WHAT YOU ARE ASKED TO DO
Could you please return each line of the data that has the word "order"?

[PROVIDED RECORDS Boundary: Start]

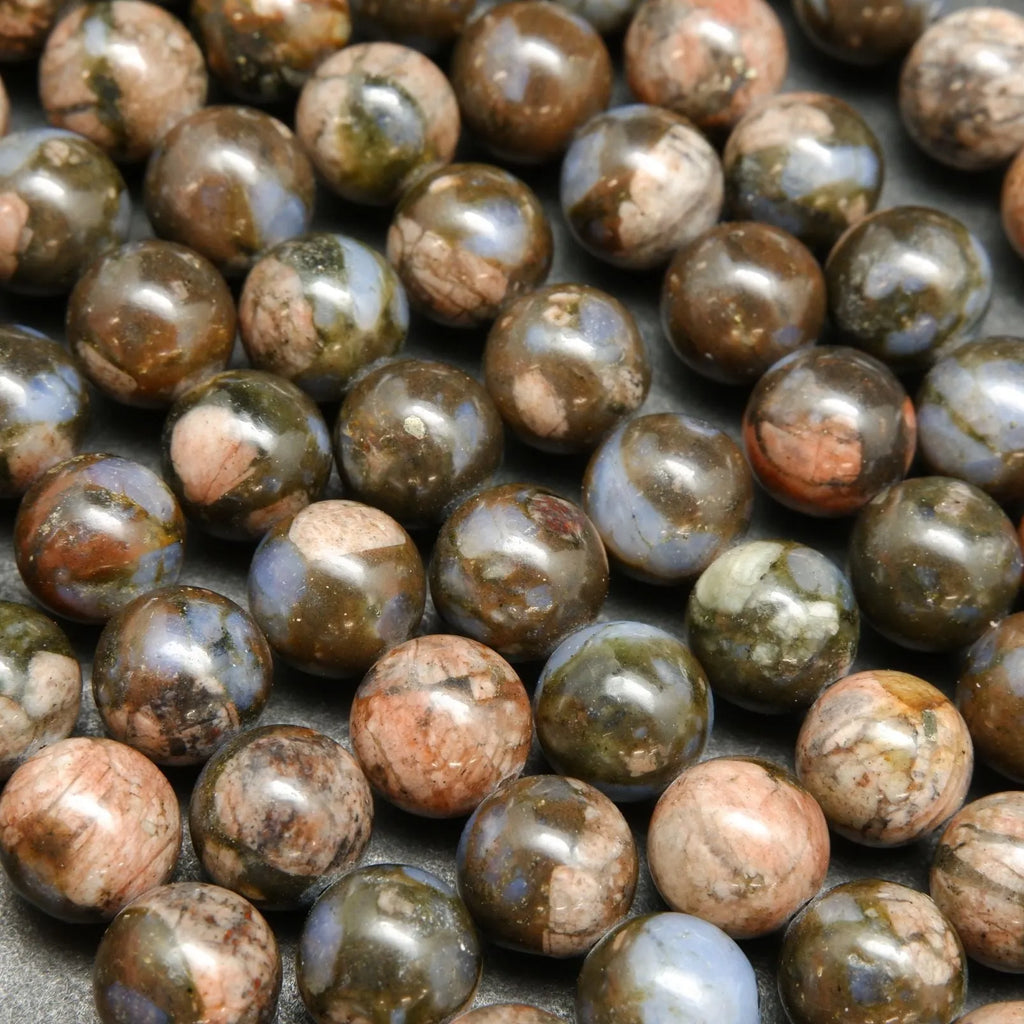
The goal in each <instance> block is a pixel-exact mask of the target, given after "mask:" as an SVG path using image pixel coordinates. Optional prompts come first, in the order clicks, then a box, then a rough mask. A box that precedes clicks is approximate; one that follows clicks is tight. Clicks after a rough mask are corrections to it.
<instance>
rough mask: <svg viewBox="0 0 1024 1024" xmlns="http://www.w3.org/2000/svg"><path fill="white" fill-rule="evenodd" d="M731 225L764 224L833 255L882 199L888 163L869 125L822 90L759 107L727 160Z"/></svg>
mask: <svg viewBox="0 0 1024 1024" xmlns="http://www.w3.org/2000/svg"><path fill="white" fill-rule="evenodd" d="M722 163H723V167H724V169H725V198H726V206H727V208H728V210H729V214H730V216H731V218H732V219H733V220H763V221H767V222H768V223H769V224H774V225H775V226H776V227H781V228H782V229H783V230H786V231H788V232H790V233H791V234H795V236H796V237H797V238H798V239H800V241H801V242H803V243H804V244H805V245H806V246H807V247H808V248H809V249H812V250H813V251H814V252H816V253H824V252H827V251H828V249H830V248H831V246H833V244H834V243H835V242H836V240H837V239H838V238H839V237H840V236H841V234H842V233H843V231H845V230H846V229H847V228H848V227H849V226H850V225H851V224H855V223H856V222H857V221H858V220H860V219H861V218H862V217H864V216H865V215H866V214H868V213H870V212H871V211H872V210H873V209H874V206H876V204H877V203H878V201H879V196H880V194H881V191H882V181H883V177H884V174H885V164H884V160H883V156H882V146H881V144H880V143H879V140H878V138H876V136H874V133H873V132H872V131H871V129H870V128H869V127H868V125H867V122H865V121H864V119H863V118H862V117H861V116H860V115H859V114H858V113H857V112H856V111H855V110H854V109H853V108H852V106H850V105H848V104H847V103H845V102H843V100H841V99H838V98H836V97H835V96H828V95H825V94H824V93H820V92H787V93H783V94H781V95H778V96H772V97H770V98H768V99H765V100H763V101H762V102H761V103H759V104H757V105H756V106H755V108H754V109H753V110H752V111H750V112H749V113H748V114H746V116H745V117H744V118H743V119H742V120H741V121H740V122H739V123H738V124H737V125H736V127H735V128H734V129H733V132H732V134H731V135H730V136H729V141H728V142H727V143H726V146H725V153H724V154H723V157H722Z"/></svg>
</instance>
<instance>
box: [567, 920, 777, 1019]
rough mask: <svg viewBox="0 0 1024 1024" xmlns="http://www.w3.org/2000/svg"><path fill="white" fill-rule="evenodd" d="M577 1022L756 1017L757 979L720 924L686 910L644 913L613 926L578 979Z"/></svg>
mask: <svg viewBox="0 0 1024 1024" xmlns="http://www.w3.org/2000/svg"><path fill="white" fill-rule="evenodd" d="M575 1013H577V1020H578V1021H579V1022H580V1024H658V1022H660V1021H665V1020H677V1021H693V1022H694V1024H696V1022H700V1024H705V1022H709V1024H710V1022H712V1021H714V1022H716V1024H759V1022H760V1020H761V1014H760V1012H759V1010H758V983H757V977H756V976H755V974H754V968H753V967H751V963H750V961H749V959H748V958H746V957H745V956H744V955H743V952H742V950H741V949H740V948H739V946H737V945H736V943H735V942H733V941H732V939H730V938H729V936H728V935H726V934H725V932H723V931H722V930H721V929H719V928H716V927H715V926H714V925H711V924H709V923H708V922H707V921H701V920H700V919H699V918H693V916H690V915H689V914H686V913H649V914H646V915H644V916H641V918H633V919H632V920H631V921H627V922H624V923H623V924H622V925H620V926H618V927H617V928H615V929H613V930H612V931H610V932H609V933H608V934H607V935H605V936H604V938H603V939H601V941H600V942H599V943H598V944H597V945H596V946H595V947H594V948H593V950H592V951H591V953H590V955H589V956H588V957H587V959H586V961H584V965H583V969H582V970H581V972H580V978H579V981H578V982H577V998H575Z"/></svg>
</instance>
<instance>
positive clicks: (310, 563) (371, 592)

[PROVIDED RECORDS Boundary: End]
[PROVIDED RECORDS Boundary: Start]

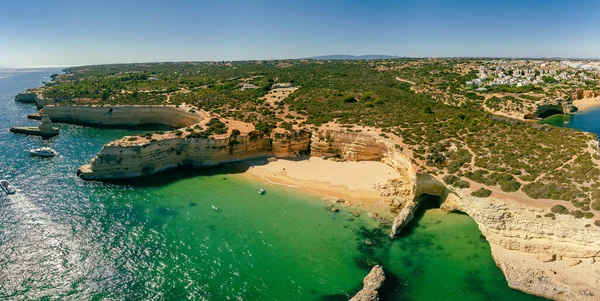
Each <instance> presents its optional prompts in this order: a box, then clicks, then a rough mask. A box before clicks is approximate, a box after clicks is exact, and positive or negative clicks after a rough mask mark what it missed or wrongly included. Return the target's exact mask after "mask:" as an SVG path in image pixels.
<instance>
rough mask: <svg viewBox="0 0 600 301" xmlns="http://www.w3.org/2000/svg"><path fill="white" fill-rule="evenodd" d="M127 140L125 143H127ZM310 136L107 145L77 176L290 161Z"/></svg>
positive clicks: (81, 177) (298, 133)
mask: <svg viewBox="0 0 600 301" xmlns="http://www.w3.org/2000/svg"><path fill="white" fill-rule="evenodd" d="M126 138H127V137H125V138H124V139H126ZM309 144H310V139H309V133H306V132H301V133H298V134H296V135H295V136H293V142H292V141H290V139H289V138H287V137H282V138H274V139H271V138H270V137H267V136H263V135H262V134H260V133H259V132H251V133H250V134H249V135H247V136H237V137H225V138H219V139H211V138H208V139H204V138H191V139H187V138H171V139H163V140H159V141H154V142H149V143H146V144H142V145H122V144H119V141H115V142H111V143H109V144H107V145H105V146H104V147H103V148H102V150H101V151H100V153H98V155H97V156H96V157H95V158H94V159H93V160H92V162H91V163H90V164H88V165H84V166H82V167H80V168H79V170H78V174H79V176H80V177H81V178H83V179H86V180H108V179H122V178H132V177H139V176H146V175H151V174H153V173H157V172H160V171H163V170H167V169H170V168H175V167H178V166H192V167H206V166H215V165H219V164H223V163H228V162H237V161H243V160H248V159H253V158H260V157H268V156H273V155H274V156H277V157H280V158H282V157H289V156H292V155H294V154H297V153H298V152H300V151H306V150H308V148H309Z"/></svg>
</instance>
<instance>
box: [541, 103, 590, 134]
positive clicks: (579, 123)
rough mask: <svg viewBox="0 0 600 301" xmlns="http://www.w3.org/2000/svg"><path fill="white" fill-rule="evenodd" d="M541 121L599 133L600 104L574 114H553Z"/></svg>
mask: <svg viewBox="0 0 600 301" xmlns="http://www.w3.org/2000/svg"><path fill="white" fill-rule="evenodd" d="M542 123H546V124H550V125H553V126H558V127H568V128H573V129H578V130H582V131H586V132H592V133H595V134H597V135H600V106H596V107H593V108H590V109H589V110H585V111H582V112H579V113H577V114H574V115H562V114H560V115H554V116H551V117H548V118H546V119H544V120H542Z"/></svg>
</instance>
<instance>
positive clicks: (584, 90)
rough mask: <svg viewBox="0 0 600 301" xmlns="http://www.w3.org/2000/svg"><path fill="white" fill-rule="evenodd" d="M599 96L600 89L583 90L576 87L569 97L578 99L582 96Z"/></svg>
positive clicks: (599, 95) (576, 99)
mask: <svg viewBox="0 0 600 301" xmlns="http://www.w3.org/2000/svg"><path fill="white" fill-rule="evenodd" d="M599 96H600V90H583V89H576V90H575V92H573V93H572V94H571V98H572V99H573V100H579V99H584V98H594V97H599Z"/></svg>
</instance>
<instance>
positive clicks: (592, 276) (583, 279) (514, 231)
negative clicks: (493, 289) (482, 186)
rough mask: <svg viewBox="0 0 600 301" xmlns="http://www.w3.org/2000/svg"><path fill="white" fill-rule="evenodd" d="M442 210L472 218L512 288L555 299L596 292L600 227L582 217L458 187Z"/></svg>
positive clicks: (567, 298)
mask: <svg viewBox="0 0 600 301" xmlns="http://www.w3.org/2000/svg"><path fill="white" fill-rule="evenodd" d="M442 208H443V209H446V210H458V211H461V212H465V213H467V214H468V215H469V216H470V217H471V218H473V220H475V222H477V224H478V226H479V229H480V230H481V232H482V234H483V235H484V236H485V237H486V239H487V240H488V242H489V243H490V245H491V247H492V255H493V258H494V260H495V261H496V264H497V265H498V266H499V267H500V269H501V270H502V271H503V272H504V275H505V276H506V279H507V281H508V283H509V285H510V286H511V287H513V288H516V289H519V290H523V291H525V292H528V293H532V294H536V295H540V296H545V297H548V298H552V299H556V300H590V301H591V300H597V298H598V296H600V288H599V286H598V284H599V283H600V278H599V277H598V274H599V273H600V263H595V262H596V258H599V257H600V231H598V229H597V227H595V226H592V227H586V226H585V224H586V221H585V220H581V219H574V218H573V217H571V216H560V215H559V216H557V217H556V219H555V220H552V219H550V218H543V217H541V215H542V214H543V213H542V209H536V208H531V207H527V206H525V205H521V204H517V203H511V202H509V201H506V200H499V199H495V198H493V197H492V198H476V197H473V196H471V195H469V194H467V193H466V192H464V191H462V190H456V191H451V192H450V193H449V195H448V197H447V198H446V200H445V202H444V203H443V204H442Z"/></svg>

[PROVIDED RECORDS Boundary: End]

ANSWER TO THE EXERCISE
The goal in each <instance> block is a pixel-exact mask of the target, given after "mask:" as an SVG path using image pixel coordinates. Optional prompts come first, in the order clicks, then a box, then a rough mask. A box that precedes clicks is approximate; one that follows clicks is tight. Clicks after a rough mask are corrections to it.
Each <instance> presents its optional prompts in this order: a box, then clicks, then a rough mask. A box before clicks is approximate, a box after clicks is exact, and positive or negative clicks after a rough mask mark what it missed or wrongly included. Return the target's exact mask after "mask:" as an SVG path in image pixels.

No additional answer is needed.